--- EXTRACT TO READ Enclosed Below ---
Note: This post has been updated with new information from TUI Arkefly.
Two years ago, episodes of smoking and sputtering lithium ion batteries on two Boeing Dreamliners were so horrifying the entire fleet was grounded for months and the design was the subject of three safety investigations. But a mysterious transition has occurred, as if a spell had been put on the folks responsible for safe skies.
Just in time for Halloween and as I reported for Gizmodo, in the 18 months since Boeing was forced to confine its devilish batteries to a stainless steel housing so the plane could fly again, several more have misbehaved, emitting smoke and leading to at least one emergency landing.
And yet, as swift as a witch on a broomstick, the cobalt oxide lithium ion battery tricks have flown from nightmare to “non-event” according to Laura Brown, a spokeswoman for the Federal Aviation Administration.
“Non-event” or not, Boeing opted to report one instance to the FAA and the National Transportation Safety Board. That was the diversion of a Qatar Airways 787 on October 4, 2014. The plane maker provided the information under a program intended to encourage the “industry to share significant safety related information.” The government incites disclosure by promising details won’t be shared with nosy reporters like me.
--- End of Enclosed EXTRACT TO READ ---
[TASK BRIEF] Rewrite the Dreamliner battery article from the words "Two years ago, episodes" through "for safe skies.", replacing "horrifying" with "alarming".
--- DATASET EXCERPTS Enclosed Below ---
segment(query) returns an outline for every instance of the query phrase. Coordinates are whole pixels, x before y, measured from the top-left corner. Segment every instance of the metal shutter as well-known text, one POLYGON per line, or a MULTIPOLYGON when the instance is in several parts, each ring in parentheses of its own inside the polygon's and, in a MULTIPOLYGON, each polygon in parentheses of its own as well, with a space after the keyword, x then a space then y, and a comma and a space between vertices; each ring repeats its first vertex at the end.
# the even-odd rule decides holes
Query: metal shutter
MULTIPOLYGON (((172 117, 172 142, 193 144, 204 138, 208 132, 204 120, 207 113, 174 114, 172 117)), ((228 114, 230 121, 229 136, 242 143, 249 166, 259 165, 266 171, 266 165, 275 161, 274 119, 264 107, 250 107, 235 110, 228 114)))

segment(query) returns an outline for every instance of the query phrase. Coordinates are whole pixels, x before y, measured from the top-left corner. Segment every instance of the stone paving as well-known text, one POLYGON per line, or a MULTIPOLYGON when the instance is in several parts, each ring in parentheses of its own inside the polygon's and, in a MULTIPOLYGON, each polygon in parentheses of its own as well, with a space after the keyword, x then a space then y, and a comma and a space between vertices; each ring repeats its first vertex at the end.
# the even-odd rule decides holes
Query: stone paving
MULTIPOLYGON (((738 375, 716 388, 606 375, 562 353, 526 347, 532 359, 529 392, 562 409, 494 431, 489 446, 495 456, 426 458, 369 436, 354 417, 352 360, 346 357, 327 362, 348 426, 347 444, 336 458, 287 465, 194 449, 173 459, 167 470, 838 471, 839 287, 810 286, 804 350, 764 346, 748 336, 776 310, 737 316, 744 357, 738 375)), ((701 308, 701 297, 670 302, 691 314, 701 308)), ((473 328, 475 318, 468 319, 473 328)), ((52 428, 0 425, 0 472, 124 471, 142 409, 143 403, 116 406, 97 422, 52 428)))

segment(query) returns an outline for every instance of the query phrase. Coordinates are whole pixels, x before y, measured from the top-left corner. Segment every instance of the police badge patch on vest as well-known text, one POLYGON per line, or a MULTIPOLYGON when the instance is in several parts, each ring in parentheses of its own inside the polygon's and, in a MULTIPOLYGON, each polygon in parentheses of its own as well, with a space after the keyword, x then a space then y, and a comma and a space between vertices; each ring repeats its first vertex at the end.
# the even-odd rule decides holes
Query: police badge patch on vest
--- End of Enclosed DATASET EXCERPTS ---
[RESPONSE TO THIS TASK]
Two years ago, episodes of smoking and sputtering lithium ion batteries on two Boeing Dreamliners were so alarming the entire fleet was grounded for months and the design was the subject of three safety investigations. But a mysterious transition has occurred, as if a spell had been put on the folks responsible for safe skies.